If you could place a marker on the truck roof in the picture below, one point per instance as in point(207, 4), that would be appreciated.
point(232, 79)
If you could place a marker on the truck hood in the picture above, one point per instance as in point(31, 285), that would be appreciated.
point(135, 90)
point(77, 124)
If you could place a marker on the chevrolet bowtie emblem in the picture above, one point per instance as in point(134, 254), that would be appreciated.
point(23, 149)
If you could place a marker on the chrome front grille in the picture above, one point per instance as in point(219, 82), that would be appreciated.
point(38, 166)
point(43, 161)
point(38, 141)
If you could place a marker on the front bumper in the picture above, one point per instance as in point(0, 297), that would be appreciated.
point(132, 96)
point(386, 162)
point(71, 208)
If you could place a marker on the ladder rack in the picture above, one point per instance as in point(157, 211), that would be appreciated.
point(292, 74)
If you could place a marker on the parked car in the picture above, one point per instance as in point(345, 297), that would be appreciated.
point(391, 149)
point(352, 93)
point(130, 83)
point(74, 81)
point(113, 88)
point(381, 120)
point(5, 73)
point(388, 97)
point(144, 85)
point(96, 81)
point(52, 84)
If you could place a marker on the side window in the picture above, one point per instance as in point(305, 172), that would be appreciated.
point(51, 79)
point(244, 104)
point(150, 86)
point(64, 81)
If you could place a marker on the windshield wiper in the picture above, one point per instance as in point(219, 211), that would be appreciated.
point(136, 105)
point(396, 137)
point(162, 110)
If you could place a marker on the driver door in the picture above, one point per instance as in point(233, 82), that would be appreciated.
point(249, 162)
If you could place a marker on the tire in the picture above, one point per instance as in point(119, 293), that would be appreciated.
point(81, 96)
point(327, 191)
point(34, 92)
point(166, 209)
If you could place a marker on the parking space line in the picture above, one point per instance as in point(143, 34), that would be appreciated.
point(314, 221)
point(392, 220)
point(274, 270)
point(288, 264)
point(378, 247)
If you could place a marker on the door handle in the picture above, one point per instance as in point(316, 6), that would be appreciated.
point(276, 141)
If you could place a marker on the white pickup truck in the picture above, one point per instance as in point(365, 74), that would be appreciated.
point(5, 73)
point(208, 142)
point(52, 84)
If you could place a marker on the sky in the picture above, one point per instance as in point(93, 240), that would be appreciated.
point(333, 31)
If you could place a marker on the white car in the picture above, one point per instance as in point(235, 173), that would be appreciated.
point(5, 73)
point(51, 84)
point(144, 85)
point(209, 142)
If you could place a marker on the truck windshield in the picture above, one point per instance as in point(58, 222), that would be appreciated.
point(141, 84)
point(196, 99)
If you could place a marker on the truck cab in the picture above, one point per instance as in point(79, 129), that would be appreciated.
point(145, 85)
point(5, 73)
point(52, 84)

• [YOUR OBJECTIVE]: Convert the items, from the line with "If you could place a marker on the sky" through the end of the items, into a two-column CSV with the columns text and answer. Give one row per item, with its text and its answer each in a single quoted field and line breaks replaced by spaces.

• [TASK OUTPUT]:
text,answer
"If you could place a marker on the sky in the picture above, one point per instance as in point(93, 240), that would be appreciated.","point(333, 31)"
"If you could place a marker on the white car in the picture above, one point per instance as in point(235, 173), that would be appreciated.","point(5, 73) point(51, 84) point(144, 85) point(209, 142)"
"If you could place a marker on the truck windshield in the picture above, one point per instance as in point(58, 222), that would be appreciated.","point(141, 84) point(196, 99)"
"If you could place a marker on the truck cab in the picture above, one point per instance as in point(79, 129), that would be appreciated.","point(145, 85) point(5, 73) point(52, 84)"